_Given request_. Convert the material from the line with "Your task is to find every instance of electrical" up to and including the line with "[83,74,376,294]" into a Markdown table with the columns Row and Entry, numbering each row and skipping any blank lines.

_Data supplied_.
_ _ _

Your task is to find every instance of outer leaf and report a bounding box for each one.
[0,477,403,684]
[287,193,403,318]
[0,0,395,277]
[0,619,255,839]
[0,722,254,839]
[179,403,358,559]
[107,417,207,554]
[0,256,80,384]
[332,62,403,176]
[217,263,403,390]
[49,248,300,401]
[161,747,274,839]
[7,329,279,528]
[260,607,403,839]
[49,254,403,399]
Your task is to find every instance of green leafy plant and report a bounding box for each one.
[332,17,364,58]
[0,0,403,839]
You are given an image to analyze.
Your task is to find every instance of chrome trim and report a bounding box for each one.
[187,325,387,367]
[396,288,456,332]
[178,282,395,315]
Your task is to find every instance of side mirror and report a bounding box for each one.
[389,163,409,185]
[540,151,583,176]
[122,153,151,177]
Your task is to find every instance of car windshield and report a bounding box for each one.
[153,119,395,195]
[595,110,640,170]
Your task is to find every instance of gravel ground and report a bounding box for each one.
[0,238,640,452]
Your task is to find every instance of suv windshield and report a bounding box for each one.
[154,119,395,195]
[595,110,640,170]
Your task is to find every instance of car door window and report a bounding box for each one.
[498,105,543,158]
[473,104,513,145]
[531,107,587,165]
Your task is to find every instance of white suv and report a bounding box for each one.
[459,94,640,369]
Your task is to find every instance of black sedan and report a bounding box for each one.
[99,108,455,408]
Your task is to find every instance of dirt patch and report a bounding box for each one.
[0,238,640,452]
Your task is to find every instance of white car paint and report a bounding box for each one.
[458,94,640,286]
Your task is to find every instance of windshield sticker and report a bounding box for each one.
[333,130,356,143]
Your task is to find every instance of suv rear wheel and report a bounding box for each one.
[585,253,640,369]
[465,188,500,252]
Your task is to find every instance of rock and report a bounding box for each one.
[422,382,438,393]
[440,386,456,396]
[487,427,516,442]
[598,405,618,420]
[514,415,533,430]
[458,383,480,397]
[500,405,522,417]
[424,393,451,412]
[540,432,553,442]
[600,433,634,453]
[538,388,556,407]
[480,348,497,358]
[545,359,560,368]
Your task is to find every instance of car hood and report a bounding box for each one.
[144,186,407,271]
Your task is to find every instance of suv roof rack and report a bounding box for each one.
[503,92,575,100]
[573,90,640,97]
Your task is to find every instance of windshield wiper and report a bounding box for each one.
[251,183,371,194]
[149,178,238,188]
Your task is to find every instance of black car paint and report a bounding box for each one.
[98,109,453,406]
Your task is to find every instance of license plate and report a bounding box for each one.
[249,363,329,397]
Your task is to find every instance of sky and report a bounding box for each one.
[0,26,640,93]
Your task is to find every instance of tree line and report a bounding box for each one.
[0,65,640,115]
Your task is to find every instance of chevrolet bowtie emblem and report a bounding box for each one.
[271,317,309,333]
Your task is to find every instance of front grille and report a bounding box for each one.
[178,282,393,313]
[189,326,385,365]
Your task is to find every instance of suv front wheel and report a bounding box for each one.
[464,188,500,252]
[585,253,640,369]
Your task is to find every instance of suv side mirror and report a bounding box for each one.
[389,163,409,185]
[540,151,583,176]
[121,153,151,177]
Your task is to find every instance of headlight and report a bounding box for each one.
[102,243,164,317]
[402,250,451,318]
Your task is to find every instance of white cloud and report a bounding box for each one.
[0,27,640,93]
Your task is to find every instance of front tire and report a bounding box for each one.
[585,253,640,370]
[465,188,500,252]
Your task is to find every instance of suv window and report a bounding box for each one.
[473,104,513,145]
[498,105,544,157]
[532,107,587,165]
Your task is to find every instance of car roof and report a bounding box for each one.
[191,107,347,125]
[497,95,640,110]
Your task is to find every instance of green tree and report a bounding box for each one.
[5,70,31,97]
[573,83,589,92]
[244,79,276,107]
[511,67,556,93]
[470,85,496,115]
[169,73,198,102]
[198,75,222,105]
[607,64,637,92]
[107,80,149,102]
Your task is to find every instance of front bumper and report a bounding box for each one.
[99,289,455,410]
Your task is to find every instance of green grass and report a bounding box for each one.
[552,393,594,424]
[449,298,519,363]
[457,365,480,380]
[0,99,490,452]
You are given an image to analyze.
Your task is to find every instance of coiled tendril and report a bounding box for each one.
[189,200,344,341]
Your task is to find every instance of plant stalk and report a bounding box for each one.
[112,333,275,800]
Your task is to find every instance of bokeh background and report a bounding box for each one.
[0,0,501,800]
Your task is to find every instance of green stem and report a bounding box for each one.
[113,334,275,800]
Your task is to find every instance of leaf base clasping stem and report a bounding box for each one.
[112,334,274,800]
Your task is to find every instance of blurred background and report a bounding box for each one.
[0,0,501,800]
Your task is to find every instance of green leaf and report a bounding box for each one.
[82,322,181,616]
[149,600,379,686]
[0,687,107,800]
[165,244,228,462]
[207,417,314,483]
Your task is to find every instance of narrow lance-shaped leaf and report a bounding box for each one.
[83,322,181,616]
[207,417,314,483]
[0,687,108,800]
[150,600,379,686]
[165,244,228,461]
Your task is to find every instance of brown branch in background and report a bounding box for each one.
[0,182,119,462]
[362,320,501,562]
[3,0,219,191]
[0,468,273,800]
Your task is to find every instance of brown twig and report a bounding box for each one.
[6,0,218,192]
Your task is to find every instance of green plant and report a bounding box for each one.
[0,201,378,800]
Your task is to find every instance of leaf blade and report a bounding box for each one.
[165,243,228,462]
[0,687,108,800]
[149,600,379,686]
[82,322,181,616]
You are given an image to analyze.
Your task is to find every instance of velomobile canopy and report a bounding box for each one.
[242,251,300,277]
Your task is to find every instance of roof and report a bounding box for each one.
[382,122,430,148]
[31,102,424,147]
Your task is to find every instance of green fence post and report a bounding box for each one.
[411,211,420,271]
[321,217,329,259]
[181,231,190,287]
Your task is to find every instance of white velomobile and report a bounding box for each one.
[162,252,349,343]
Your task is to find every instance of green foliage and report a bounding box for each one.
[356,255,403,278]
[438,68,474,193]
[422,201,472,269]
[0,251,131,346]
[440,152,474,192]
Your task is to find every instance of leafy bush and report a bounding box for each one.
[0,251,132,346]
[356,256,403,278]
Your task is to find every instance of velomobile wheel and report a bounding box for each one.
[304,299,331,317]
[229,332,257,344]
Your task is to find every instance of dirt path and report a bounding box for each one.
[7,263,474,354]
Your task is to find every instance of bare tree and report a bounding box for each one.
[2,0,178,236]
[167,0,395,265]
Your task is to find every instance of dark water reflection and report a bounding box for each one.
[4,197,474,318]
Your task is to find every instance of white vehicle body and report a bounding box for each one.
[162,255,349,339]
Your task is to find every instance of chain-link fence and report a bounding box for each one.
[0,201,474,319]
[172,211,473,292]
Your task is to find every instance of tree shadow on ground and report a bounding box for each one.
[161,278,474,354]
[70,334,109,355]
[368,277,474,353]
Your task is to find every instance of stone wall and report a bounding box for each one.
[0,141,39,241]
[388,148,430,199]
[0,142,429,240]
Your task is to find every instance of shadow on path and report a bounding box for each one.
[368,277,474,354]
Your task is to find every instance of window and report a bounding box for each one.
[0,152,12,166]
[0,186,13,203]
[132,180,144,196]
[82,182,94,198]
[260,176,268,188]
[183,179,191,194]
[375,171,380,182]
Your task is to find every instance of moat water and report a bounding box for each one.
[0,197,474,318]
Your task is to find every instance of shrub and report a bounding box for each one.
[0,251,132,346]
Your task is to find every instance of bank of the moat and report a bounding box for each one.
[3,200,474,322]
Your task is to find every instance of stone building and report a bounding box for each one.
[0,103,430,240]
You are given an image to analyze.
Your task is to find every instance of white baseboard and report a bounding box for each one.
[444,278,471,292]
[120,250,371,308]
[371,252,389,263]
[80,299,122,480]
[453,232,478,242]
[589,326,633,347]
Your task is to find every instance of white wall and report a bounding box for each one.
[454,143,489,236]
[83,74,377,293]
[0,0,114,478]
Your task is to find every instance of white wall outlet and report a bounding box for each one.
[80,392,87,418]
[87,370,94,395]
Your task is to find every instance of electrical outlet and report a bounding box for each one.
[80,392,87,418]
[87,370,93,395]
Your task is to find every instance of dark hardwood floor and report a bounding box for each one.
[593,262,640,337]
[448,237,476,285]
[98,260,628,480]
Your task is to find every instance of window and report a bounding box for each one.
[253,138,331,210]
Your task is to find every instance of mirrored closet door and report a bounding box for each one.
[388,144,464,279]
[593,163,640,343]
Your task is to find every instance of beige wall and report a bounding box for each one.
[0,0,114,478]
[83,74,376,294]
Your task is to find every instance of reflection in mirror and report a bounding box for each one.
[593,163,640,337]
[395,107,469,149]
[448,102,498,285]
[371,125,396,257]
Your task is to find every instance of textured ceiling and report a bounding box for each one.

_ _ _

_Written answer_.
| Row | Entry |
|---|---|
| 1 | Your task is to find every instance of electrical outlet and report a bounding box for each one. |
| 2 | [80,392,87,418] |
| 3 | [87,370,93,395] |
| 4 | Your task is to find every instance of dark hardwood floor and report a bounding box for each one. |
| 5 | [593,262,640,337] |
| 6 | [448,237,476,285] |
| 7 | [98,260,628,480] |
| 8 | Your task is to find every instance of window and report a bounding box for each one. |
| 9 | [253,138,331,210] |
| 10 | Your task is to find every instance of mirrored closet door and report a bounding box for each one. |
| 11 | [388,144,464,279] |
| 12 | [593,163,640,343] |
| 13 | Your task is to find every instance of beige wall and report a bounding box for each one. |
| 14 | [0,0,114,478] |
| 15 | [83,74,376,294] |